La meva obra no és meva; es un art vivencial per a tothom. El conjunct de la meva obra es una llabor que vull que s’excampi, que sigui una motivació per als altres per fer el mateix viatge interior que vaig fer jo.
(My work is not mine; it is an experience-based art. My oeuvre as a while is a seed that I want to spread, which is a motivation for others to do the same inner journey that I did)
Fina Miralles
(personal conversation, 2018) [my translation]

1. Introduction

On January 1976, two months after the death of dictator Francisco Franco,1 Catalonian artist Fina Miralles performed and filmed Petjades (Footprints) (Figure 1). This performance consisted of walking in the city streets of Barcelona while she wore shoes that printed the letters of her name on the pavement. The shoes were handmade by Fina Miralles. She put together cork and foam to build up the words “Fina” on one sole and “Miralles” on the other.
In the performed action there was a tray with ink, and she would step in the tray to ink her shoes and start walking, thereby printing her name on the ground. Petjades (Figure 1 and Figure 2) was a performance, though its final destination was to be part of a film, which ultimately would include an audio reflection on patrilineal heritage and private property regulations, some of the issues that especially affected women’s status in society during the Franco dictatorship.
Although this performance is driven toward the symbolic and the discursive (the imprint of the name, the trace) and proposes to reflect on patriarchal society and private property—highlighting women’s situation in an explicit manner through her voice over—the marks made by Fina Miralles could be understood as governed by a different kind of exploratory movement. When Fina Miralles walks with these shoes, I observe in the Super 8 film how she walks carefully and with a slow movement, feeling the contact of every part of the foot, and then moving the other foot to make a step. She had to walk slowly because the shoes were delicate, and she wanted to have a clean imprint on the ground. However, this fact encourages a bodily movement that could be linked with the sensorial explorations of her previous works (Vara 2021a).

» **RECORDED DATA**:
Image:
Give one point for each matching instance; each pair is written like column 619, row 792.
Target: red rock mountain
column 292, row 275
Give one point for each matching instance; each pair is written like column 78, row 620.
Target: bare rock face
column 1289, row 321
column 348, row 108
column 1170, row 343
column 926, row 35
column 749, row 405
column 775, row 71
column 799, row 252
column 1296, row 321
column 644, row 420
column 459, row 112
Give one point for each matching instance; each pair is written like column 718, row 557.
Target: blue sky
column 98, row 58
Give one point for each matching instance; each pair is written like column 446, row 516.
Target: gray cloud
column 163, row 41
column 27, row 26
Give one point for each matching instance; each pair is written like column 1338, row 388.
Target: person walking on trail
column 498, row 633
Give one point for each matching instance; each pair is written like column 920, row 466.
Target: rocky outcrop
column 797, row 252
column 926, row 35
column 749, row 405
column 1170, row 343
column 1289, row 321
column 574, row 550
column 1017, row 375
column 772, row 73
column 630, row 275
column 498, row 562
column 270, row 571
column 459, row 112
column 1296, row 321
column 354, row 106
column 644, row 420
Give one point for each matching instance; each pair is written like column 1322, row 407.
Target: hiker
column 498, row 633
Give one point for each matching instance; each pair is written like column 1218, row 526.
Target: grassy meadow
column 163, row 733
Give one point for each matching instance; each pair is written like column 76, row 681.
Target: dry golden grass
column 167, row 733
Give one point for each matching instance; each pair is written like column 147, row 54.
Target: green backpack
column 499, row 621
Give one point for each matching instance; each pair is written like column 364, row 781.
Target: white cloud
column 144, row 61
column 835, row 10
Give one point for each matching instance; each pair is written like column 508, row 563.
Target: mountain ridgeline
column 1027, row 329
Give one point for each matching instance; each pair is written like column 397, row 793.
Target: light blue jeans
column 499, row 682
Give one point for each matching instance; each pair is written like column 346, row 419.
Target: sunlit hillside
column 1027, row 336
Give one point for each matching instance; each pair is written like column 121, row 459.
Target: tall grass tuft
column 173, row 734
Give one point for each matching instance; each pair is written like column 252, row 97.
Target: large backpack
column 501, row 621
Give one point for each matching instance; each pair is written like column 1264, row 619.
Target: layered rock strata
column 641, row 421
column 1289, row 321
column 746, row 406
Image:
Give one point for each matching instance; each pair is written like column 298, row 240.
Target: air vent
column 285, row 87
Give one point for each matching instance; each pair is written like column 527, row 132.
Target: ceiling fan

» **REQUIRED ACTIONS**:
1: According to the passage on Fina Miralles's Petjades, what materials did she use to build the letters on the soles of her shoes?
2: Carry on the passage about Fina Miralles's Petjades, starting after its last sentence.
The items were taken from a separate source.

» **FINAL ANSWERS**:
1: Cork and foam.

2:
What was specific about her work that provided a model for feminist emancipation in a different sphere from the arena of representational democracy? Demonstrations in the streets, mobilizing for women’s rights, and feminism’s emphasis on consciousness-raising?2 How was the work on and in the self a mode of the political in its very origins? How was this a different kind of liberatory practice? How were Fina Miralles’ corporeal dynamics a kind of corporeal movement that values the somatic sensation as a site for knowledge production and political intervention? These questions are drawn from the feminist thought on performance actions as liberatory/emancipatory (Jones 2020). I reflect on Fina Miralles for the particular corporeality in her work as a way to glean knowledge within the body and from the work, under Francoism.3 Feminist theories of liberation have examined concepts of agency and embodiment, and state the human body to be a means for agency, and the world around us as something that can stimulate and also restrain agency (McNay 2000; Meynell 2009; Coole 2005; Krause 2011; Gilligan 2016). Consequently, human agency has a corporeal meaning and can be understood as an agent that transforms its relation with itself and with itself and with the world.
In the following, I argue for the senses as a source for confirming the existence of a body through performance work—in such acute politics—and as a manner to generate knowledge specifically through the sense of kinesthesia. Drawing from the dance and performance scholar Carrie Noland, I define kinesthesia as the sense of our body position and movement in a given space (Noland 2009). She states that “experience—the sensory awareness of one’s own movement—can indeed encourage experiment, modification, and, at times, rejection of the routine” (Noland 2009, p. 3). Thus, kinesthesia is a potential somatic tool for emancipation processes because it is a way to access corporeal knowledge of the self and the surroundings. I work closely with the notion of kinesthetic empathy that can engage in and with another’s movement or sensorial experience of movement (Reynolds and Reason 2012; Sklar 1994, 2008). That allows experimentation and creation of new bodily routines and, therefore, a form of agency that permits the exploration of subtle corporeal resistance in conditions of body repression/restrictions such as dictatorships.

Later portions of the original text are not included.